[Entries from a point annotation set]
============

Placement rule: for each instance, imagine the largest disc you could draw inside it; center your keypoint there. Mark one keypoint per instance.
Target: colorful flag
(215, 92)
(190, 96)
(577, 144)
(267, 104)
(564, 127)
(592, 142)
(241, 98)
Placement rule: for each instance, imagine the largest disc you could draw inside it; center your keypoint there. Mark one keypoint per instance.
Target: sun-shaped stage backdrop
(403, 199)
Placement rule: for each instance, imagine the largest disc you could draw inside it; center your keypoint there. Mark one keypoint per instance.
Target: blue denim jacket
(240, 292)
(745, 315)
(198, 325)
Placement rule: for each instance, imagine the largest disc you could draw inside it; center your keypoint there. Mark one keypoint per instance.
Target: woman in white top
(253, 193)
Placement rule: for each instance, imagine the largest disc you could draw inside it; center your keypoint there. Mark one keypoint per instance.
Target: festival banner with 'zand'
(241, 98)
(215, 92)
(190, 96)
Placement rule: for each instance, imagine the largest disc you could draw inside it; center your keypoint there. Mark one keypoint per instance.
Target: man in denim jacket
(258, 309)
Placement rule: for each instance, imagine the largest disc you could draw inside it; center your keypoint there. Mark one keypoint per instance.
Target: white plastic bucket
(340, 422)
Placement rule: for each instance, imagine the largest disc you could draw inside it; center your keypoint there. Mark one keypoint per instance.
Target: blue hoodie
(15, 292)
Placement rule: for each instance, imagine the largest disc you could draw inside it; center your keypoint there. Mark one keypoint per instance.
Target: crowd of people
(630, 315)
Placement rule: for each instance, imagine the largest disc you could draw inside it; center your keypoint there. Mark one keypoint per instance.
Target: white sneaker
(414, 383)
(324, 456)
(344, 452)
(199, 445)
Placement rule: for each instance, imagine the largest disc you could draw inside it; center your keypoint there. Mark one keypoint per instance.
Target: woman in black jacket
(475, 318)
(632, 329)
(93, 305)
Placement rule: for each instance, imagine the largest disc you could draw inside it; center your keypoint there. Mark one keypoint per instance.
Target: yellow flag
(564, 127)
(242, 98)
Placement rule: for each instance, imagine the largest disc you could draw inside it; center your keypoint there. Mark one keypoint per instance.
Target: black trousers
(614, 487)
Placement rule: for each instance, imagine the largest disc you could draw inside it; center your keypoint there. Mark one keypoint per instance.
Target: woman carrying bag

============

Directions:
Copy every record above exactly as it appears.

Finished answer:
Placement rule: for each instance, imagine the largest disc you could draw inside it; center your keypoint there. Mark one keypoint per instance.
Target: colorful flag
(215, 92)
(190, 96)
(577, 144)
(267, 104)
(564, 127)
(592, 142)
(241, 98)
Placement rule: for each instance, imagine the largest disc you could draw inside it; center your keypoint there. Mark one keypoint per instance.
Target: sun-shaped stage backdrop
(403, 199)
Placement rule: for each instance, imagine the largest disc you could draw inside it; center your keypoint there. Mark one keypoint per instance.
Target: blue denim jacket
(240, 292)
(745, 315)
(198, 325)
Placement rule: for each instance, imagine the largest disc you could draw inside it; center your keypoint there. Mark one keypoint per instance.
Target: woman in white top
(253, 193)
Placement rule: for each instance, imagine the largest disc you could draw inside it; center your keypoint there. Mark one keypoint per instance.
Target: festival banner with 'zand'
(241, 98)
(215, 92)
(190, 96)
Placement rule: for each instance, imagine the largest disc you could draw inside it; center your keypoint there. Mark one keypoint per instance.
Target: man in denim jacket
(258, 309)
Placement rule: for each instance, imagine the largest disc you could draw inside it; center your keypoint there. Mark one keypoint per instance.
Target: white plastic bucket
(340, 422)
Placement rule: for each instance, imagine the largest disc you could draw inside it; center your keypoint there. Mark one keypoint per instance.
Target: blue hoodie
(15, 292)
Placement rule: for each instance, imagine the largest disc you could draw inside it; center your keypoint there. Mark one keypoint per instance.
Target: crowd of people
(630, 315)
Placement rule: for each instance, imagine the largest disc you could draw inside it; center your keypoint there. Mark one keypoint per instance.
Target: white sneaker
(414, 383)
(324, 456)
(344, 452)
(199, 445)
Placement rule: for each instance, imagine the largest disc you could draw inside it; center your keypoint there. Mark one keypoint per instance.
Target: woman in black jacket
(475, 318)
(632, 329)
(93, 305)
Placement rule: for each instance, imagine the largest disc you could draw inside it; center your keypoint there. Mark one keypoint per instance.
Target: yellow flag
(564, 127)
(242, 98)
Placement rule: for each instance, imagine the largest disc you could draw inside it; center your keypoint there. Mark one keypoint per instance.
Target: black trousers
(614, 487)
Placement rule: for each instance, imagine the largest disc you could draw inside it; center your keypoint there. Mark one keypoint per instance.
Target: woman carrying bag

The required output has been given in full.